>> start Text provided

# Sacrifice Issues



## Mistress (Oct 6, 2013)

I've been with my boyfriend for a little bit over 10 months now. A while ago, he went to a concert to see his favorite band. I didn't really want him to go because I didn't want to be left home alone, while he would be out having fun. 

He went anyway and then I confronted him about it. I mentioned that "relationships require sacrifice" but he said "why should we sacrifice in our relationship?" If he thinks like that right now, what will happen when we're married? I don't want him to 'keep score'. What should I do? If he doesn't want to sacrifice a small thing like a concert for me, how will we deal with big things in our relationship?


----------



## Shaggy (Jul 17, 2011)

Why should he have sacrificed the concert for you, when the reason you wanted him to stay home was purely selfish.

Have you considered that the right thing here was you to sacrifice your need to have him keeping you company for the night so he could see a band he really liked.


----------



## Mistress (Oct 6, 2013)

Shaggy said:


> Why should he have sacrificed the concert for you, when the reason you wanted him to stay home was purely selfish.
> 
> Have you considered that the right thing here was you to sacrifice your need to have him keeping you company for the night so he could see a band he really liked.

>> end Text provided
>> start Data provided

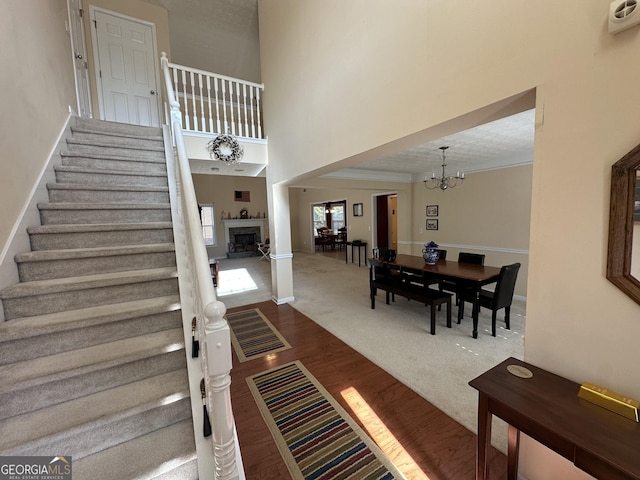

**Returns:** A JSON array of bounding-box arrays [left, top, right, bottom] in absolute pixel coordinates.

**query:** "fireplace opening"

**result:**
[[227, 220, 262, 258]]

>> end Data provided

→ **Stated exercise 1**
In the thread on sacrifice issues, how long has the first poster been with the boyfriend?
→ **Stated exercise 2**
Please give again the part of the sacrifice thread that opens with the words containing "# Sacrifice Issues" and closes with "out having fun.", swapping "concert" for "show".

→ **Task response 1**
A little bit over 10 months.

→ **Task response 2**
# Sacrifice Issues



## Mistress (Oct 6, 2013)

I've been with my boyfriend for a little bit over 10 months now. A while ago, he went to a show to see his favorite band. I didn't really want him to go because I didn't want to be left home alone, while he would be out having fun.